Seite
'''

# Gelöst: Kernelconfig verloren - wiederherstellbar?

## Karsten1973

Hallo,

habe versehentlich meine .config für den Kernel gelöscht. Jetzt habe ich nur noch eine alte Kopie auf /boot liegen. Kann ich aus dem aktuellen von mir verwendeten Kernel die Konfiguration irgendwie wieder auslesen?

Danke für jede Hilfe!

----------

## 69719

cat /proc/config.gz | gunzip > /usr/src/linux/.config

natürlich muss der support für die kernel config im laufenden kernel aktiviert worden sein

----------

## 76062563

 *escor wrote:*   

> cat /proc/config.gz | gunzip > /usr/src/linux/.config
> 
> ...

 

Oder gleich zcat /proc/config.gz > /usr/src/linux/.config   :Smile: 

----------

## 69719

yeah baby  8)

----------

## Finswimmer

Ist die Funktion standarmäßig aktiviert?

Aus irgendeinem Grund wurde mir schon zweimal aus /usr/src/ mein, per Hand, installierter Kernel von kernel.org samt config Datei gelöscht.

Und die config.gz ist auch nicht existent.

Löscht gentoo-sources aus irgendeinem Grund den alten Kernel?

Tobi

----------

## 69719

Denke nicht, dass die standardmäßig aktivert ist.

Du meinst /usr/src/linux ist nicht mehr dein per hand installierter Kernel.

Das könnte daran liegen, dass du das USE Flag "symlink" verwendest.

----------

## Finswimmer

 *escor wrote:*   

> Denke nicht, dass die standardmäßig aktivert ist.
> 
> Du meinst /usr/src/linux ist nicht mehr dein per hand installierter Kernel.
> 
> Das könnte daran liegen, dass du das USE Flag "symlink" verwendest.

 

Nee. Ich will damit sagen, dass der gesamte Ordner /usr/src/linux-2.6.14.3 nicht mehr da ist.

Der Symlink hat sich auch auf ein neues Verzeichnis eingestellt...

Total ärgerlich, weil ich dann wieder den ganzen Kernel neu bauen muss, und mit ppp iptables usw. macht das nicht so viel Spaß...

Tobi

----------

## pablo_supertux

 *Finswimmer wrote:*   

> Ist die Funktion standarmäßig aktiviert?

'''

Angestrebtes Ziel a
Such aus den Zeilen unten jede heraus, die das Wort "glass" enthält, und gib sie unverändert wieder.
Der Forumsthread und die Zeilen haben nichts miteinander zu tun.

Aufgabendaten

'''

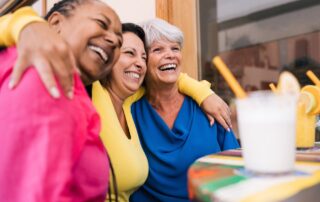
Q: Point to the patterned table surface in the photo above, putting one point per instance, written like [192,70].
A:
[221,177]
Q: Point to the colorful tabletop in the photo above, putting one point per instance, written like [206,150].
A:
[222,177]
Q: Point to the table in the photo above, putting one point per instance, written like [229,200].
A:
[221,177]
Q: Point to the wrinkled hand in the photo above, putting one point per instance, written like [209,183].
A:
[216,108]
[41,47]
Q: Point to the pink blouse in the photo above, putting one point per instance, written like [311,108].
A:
[50,149]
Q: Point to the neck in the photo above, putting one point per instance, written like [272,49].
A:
[117,101]
[164,98]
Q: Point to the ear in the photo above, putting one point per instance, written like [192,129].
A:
[56,20]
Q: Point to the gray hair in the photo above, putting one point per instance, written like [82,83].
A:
[157,29]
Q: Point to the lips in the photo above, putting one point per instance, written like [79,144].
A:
[168,67]
[133,75]
[101,52]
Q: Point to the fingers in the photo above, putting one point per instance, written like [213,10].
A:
[63,67]
[47,77]
[17,71]
[222,121]
[211,119]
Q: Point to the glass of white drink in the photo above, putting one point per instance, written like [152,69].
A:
[267,132]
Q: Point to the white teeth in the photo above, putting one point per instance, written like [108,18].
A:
[168,67]
[133,75]
[100,51]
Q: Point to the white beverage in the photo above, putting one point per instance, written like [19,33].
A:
[267,132]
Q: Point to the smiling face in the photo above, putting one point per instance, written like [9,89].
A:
[128,73]
[93,32]
[164,60]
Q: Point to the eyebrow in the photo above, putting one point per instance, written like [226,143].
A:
[106,18]
[127,47]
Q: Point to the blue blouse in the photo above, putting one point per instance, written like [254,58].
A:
[170,152]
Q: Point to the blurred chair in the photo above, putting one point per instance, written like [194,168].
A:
[7,6]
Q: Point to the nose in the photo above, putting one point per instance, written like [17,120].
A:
[169,54]
[140,63]
[112,39]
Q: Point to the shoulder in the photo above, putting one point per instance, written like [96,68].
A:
[8,57]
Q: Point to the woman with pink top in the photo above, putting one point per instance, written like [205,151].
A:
[50,148]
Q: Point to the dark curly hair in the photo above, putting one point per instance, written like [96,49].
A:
[65,7]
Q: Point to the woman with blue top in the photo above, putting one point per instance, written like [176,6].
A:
[173,130]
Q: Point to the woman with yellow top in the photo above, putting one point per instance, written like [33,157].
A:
[119,135]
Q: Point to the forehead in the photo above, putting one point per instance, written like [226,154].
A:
[164,42]
[132,40]
[98,8]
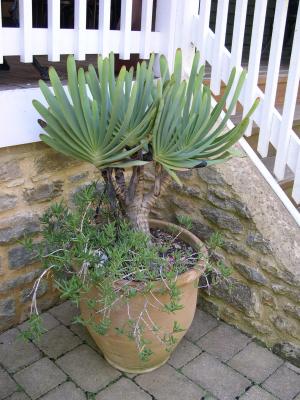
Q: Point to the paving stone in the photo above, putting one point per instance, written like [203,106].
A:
[58,341]
[184,353]
[123,389]
[91,375]
[202,324]
[223,342]
[7,385]
[48,322]
[39,378]
[83,333]
[166,383]
[284,383]
[65,312]
[19,396]
[257,393]
[255,362]
[67,391]
[15,353]
[217,378]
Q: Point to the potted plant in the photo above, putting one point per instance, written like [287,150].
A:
[134,278]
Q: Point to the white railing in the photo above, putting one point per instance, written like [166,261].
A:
[275,128]
[178,23]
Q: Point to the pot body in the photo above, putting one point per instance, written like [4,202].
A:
[120,351]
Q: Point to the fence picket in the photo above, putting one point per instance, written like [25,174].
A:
[80,27]
[272,76]
[53,30]
[165,23]
[254,57]
[25,14]
[221,25]
[1,49]
[146,23]
[289,104]
[125,29]
[104,26]
[203,28]
[237,41]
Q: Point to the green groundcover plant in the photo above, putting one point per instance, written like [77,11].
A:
[117,124]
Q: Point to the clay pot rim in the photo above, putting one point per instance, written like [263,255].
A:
[188,276]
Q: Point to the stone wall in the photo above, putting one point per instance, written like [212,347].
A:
[261,241]
[31,176]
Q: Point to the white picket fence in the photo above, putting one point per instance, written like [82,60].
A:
[178,23]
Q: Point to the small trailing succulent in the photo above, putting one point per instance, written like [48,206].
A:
[81,252]
[117,124]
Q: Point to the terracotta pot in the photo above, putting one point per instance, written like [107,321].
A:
[119,350]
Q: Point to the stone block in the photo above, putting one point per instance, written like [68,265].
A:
[19,256]
[7,385]
[7,201]
[123,389]
[222,219]
[284,383]
[15,353]
[221,199]
[14,228]
[48,322]
[251,274]
[256,241]
[10,170]
[223,342]
[67,391]
[39,378]
[43,192]
[91,375]
[236,294]
[217,378]
[255,362]
[184,353]
[288,351]
[202,324]
[57,342]
[166,383]
[53,161]
[257,393]
[65,312]
[235,249]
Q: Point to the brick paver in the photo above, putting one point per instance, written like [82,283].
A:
[87,368]
[257,393]
[184,353]
[58,341]
[124,389]
[39,378]
[166,383]
[67,391]
[15,353]
[7,385]
[216,377]
[284,383]
[213,362]
[255,362]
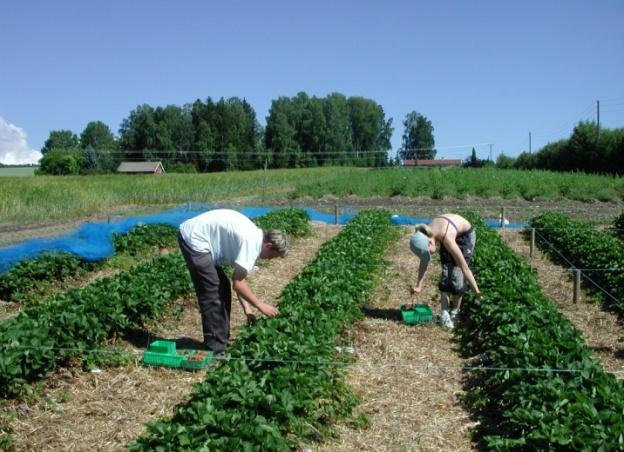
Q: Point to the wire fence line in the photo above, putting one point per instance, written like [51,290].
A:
[583,275]
[428,366]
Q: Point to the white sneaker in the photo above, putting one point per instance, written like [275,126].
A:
[455,315]
[445,320]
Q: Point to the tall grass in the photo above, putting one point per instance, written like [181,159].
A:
[52,198]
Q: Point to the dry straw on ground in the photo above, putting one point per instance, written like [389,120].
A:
[103,411]
[409,377]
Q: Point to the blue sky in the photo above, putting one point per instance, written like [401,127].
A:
[483,72]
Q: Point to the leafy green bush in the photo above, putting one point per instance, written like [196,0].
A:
[585,247]
[540,388]
[283,380]
[61,163]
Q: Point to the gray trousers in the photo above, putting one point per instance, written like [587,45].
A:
[214,296]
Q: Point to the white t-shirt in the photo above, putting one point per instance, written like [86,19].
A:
[230,236]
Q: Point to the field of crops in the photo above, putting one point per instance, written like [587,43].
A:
[337,370]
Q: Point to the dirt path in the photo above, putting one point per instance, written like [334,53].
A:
[602,333]
[104,411]
[409,377]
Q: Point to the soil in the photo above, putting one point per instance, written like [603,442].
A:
[516,210]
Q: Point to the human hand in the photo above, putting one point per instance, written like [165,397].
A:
[268,310]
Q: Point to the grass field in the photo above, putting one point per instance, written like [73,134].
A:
[17,171]
[67,197]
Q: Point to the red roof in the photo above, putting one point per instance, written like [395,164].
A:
[432,162]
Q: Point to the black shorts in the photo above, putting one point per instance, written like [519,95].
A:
[452,278]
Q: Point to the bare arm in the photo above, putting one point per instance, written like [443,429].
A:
[422,269]
[243,291]
[458,257]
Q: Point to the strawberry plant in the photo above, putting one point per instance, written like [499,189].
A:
[571,241]
[540,388]
[283,380]
[68,325]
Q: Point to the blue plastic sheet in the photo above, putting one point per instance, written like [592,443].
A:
[94,241]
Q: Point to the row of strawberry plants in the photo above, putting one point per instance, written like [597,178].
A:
[31,279]
[618,226]
[282,381]
[585,248]
[67,325]
[540,387]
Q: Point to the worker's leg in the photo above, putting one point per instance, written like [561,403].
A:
[212,288]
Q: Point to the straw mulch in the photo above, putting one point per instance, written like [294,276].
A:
[409,377]
[104,411]
[601,330]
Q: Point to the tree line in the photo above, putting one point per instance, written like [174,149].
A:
[223,135]
[301,131]
[589,148]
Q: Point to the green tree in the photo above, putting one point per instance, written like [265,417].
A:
[504,162]
[337,143]
[418,141]
[61,163]
[370,132]
[58,140]
[280,136]
[472,161]
[97,135]
[100,147]
[138,132]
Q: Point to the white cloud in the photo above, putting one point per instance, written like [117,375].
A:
[14,149]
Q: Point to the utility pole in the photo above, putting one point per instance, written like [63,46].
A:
[598,118]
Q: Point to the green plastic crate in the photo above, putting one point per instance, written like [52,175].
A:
[418,313]
[164,354]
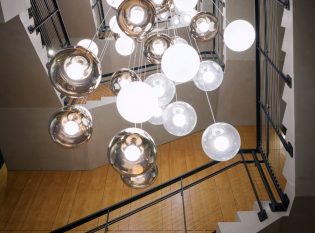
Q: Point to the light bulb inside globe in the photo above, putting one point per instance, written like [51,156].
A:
[221,143]
[75,67]
[132,153]
[179,120]
[71,128]
[137,15]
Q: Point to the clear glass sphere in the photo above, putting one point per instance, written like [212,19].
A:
[157,118]
[122,78]
[209,76]
[162,87]
[185,5]
[132,151]
[137,102]
[114,3]
[221,141]
[90,45]
[239,35]
[125,45]
[179,118]
[180,63]
[141,181]
[71,126]
[75,71]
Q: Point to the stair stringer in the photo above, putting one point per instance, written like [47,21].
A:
[247,221]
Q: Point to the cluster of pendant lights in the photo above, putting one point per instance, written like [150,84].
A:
[76,72]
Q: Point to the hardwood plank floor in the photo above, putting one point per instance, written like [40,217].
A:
[41,201]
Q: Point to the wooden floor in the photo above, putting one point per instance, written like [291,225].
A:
[35,201]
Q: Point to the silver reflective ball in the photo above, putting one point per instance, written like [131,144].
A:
[71,126]
[155,46]
[136,17]
[141,181]
[132,151]
[75,71]
[121,78]
[161,6]
[204,26]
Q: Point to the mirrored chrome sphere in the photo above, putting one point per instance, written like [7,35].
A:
[132,151]
[122,78]
[136,17]
[71,126]
[154,47]
[157,118]
[75,71]
[161,6]
[142,181]
[204,26]
[163,88]
[221,141]
[179,118]
[209,76]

'''

Angestrebtes Ziel b
Führe den Forumsthread über die gelöschte Kernelkonfiguration nach seinem letzten Satz fort.

Erwartete Antwort a
Q: Point to the glass of white drink in the photo above, putting one point per instance, written like [152,69].
Q: Point to the clear glass sphere in the photo above, putting one point per instance, written like [212,19].

Erwartete Antwort b
> 
> 

 

Ich kann mich erinnern, dass ich bei meinen ersten Kerneln sowas gesucht habe und es zu Fuss aktivieren musste. Ob mittlerweile das default ist, weiß ich nicht, weil ich seit meinen zweiten Gentoo Versuch nur make oldconfig mach  :Smile: 

Aber ich kann mich erinnern, dass die alten Gentoo LiveCDs /proc/config.gz nicht hatten, es ist lang her, weiß ich jetzt nicht mehr.

 *Finswimmer wrote:*   

> 
> 
> Löscht gentoo-sources aus irgendeinem Grund den alten Kernel?
> 
> 

 

nein, weil sie slottted sind, sobald du nicht explizit emerge mit -C ausführst, löscht portage die linux-<version> Verzeichnisse nicht (abgesehen vom linux-Symlink, welches per USE Flag gesteuert werden kann)

----------

## a.forlorn

Mit udept wird bei dep -s alte kernel-sourcen gelöscht.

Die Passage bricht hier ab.